===== Provided data =====

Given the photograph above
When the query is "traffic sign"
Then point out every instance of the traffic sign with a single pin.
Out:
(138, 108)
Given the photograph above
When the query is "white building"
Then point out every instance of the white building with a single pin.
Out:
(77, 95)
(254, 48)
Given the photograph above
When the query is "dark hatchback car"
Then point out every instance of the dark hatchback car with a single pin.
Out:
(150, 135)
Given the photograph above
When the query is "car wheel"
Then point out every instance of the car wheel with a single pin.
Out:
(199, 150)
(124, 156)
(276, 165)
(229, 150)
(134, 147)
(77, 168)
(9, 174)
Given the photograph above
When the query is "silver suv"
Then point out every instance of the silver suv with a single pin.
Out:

=====

> **Exercise details**
Return the listing above in full, character for character.

> **Response**
Given the photograph above
When the query is "traffic sign"
Then point out every instance of the traffic sign with a single pin.
Out:
(138, 108)
Given the photograph above
When the query is "white building"
Then point out every instance of the white building with a single pin.
Out:
(77, 95)
(254, 48)
Given the photograph above
When the query is "dark hatchback car"
Then point out every instance of the dark hatchback car with a single pin.
Out:
(150, 135)
Given the photograph above
When the query is "car wheel"
Then point out every instance of the car wheel with a single pin.
Out:
(199, 150)
(124, 156)
(276, 165)
(229, 150)
(134, 147)
(77, 168)
(9, 174)
Given the photograph above
When the query is "silver suv"
Then point out every instance of the silver suv with a single pin.
Out:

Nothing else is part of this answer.